- **Problems to solve**:
**1)** In the bodice sewalong text, which fabric should be graded before understitching?
**2)** Please carry on the bodice sewalong text from the point where it stops.

- **Extract**:

*-*-*

Sleeveless Amelie Sewalong - Part 2 - Assembling the Bodice

Alright, so yesterday we prepped our bodice and some other bits of our dress with interfacing and we sewed up all of our darts- yay! For today, we are going to focus on getting our bodice prepped and ready to work on the straps tomorrow!

Have you got your cup of coffee or tea? I've got some nice ginger & green tea next to me, plus a batch of brownies in the oven and am ready to dive in! So let's grab your instructions and turn to page 30 (I sound just like a school teacher, don't I?)


 5) With right sides together, attach the front bodice to the back bodice at the side seams; Repeat with your lining pieces.

6) Press those seams open.

7) Place your bodice lining & main bodice right sides together. Sew both together along the armholes, neckline, & back opening.

8) My favorite part is always when you clip your curves and corners- this will help ensure that everything lays flat when you turn your bodice right side out.

*Bonus Tip* I also like to grade my seams to reduce bulk on the outside of my garment, especially with something as delicate as an open back! Since we will be understitching in the next step, you will want to grade the lining fabric instead of your main fabric (as you would on a waistband). If you graded your main fabric, there would be very little to try and catch during the understitching phase!

9) Turn your bodice right side out. We are going to understitch along the back opening, neckline and armhole as far as possible. This part can be a bit tricky,
so if you need additional help, check out this quick tutorial on understitching I put together or follow along below!

Basically with understitching, our goal is to sew our seam allowance to our lining fabric realllyyyy close to the neckline edge without showing that same seam on our main fabric.

*-*-*

- **Data section**:

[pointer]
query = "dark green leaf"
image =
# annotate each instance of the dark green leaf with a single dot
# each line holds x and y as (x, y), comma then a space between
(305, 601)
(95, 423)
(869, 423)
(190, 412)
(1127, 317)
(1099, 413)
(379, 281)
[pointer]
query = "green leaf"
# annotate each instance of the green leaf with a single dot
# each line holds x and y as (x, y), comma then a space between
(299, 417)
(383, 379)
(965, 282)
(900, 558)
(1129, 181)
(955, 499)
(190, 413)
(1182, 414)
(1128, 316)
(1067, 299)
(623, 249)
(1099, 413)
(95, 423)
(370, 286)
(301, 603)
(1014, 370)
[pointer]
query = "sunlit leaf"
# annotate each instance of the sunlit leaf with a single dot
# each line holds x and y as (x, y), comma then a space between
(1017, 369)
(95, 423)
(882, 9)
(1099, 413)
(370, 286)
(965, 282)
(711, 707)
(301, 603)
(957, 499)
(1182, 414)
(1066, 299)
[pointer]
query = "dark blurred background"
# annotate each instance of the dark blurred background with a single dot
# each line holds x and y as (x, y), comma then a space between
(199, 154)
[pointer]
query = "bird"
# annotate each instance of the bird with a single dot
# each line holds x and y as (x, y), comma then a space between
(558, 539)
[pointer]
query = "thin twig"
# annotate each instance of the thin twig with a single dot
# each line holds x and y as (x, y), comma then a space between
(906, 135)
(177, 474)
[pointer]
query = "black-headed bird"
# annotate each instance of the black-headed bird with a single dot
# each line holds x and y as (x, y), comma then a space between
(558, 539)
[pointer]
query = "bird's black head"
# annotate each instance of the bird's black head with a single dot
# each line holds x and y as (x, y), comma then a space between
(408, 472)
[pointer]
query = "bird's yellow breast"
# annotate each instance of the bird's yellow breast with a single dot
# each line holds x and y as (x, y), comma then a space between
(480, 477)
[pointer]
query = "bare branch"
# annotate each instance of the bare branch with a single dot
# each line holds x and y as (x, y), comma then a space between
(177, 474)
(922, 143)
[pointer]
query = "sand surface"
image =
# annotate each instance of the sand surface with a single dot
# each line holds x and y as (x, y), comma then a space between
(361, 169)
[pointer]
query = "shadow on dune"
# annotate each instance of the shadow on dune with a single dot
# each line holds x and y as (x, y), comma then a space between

*-*-*

- **Responses per task**:
**1)** The lining fabric.

**2)**
To do this, you will want to press your seam allowance towards your lining as far as you can possibly go. You won't be able to get into the tiny corner of the back bodice or all the way up the strap bits, but you can get pretty close!

Then you'll want to sew about 1/8" / 0.3 cm away from the actual seam that joins the facing to the bodice front. As you are stitching, you want to make sure that you are catching all of your seam allowance under the facing.

You'll turn your garment right side out so that the lining and main fabrics have the wrong sides touching. As you can see, I wasn't able to get all the way into the little point of my back bodice, but that is ok!

10) Give it a quick press to make sure your seams are nice and crisp and Voila! You have successfully understitched your bodice. High fives all around, and maybe a bite of brownie, too!

Wonderful! We are nearly through with sewing our bodice! All we have left are attaching the front to the back straps which can be a little tricky, but if you are patient with yourself, I know we can get through it in one piece!

I will see you all tomorrow for Part 3- Attaching the Shoulders!